__What to do__:
Although the entries hold pictures, only their words are printed back, exactly as given.

▽

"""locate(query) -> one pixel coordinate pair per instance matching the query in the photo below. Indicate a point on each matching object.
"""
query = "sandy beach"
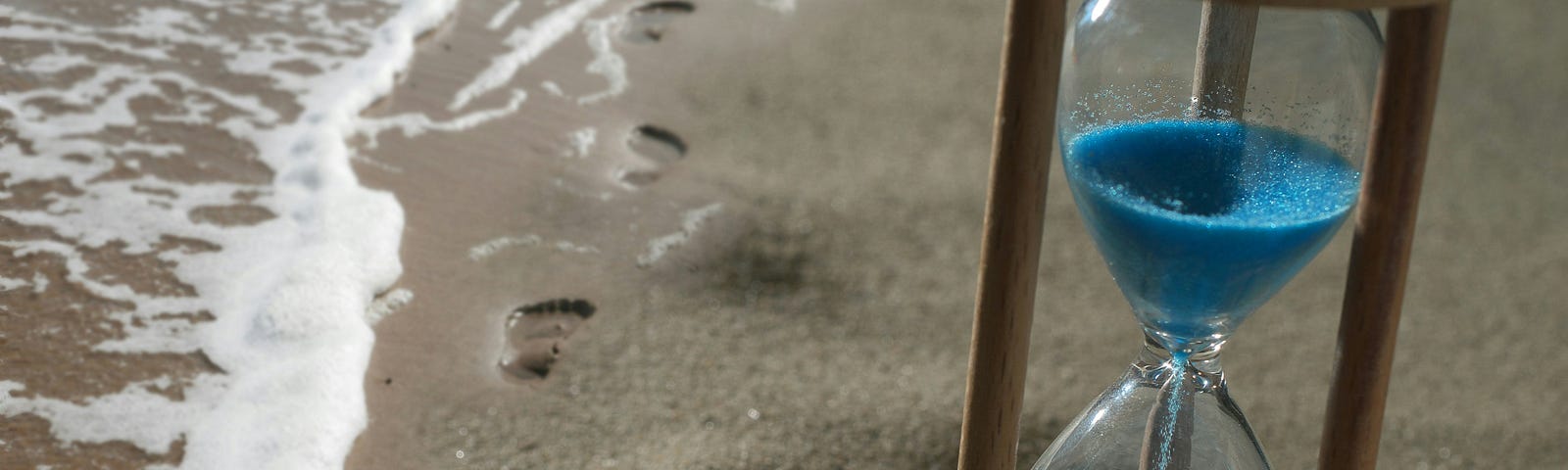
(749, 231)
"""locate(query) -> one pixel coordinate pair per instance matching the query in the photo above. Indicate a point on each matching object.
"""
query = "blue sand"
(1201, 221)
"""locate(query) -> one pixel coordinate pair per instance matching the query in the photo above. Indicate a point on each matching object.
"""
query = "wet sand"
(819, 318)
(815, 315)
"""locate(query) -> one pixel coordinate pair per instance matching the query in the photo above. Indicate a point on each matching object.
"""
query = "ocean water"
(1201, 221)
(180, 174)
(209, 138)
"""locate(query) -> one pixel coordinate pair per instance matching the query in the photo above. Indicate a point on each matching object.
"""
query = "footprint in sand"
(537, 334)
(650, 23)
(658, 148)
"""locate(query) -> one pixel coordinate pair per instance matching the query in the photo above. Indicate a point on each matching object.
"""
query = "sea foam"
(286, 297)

△

__Task solution__:
"""locate(query) -> one pixel coordinate pair per instance matching the query in the photo below. Indicate a point on each matching object.
"""
query = "sandy beach"
(749, 231)
"""locate(query) -> one pixel coordinate pair per instance matching the query in the photo above. Indicate a point on each matching object.
"""
query = "blue sand"
(1201, 221)
"""locate(query) -> one pixel coordinate pair per instance matching the query in the photo above. Indicate a point on each matching object.
"""
query = "wet sand"
(819, 318)
(815, 315)
"""locate(query) -> one pixel coordinate pair per instance matching the query in the photo above. Indicate a point on each matching object.
"""
query = "ocean water"
(1201, 221)
(180, 174)
(209, 138)
"""locate(query) -> one pixel coordinate pair per instance matching the query in the photo above. Indicate a point on each matching object.
"""
query = "footprint in sand"
(537, 334)
(650, 23)
(658, 148)
"""locate(query) -> one pixel coordinate pair per instance matching the query in the photo above. Indicate a point on each matching object.
"""
query = "sea foam"
(286, 297)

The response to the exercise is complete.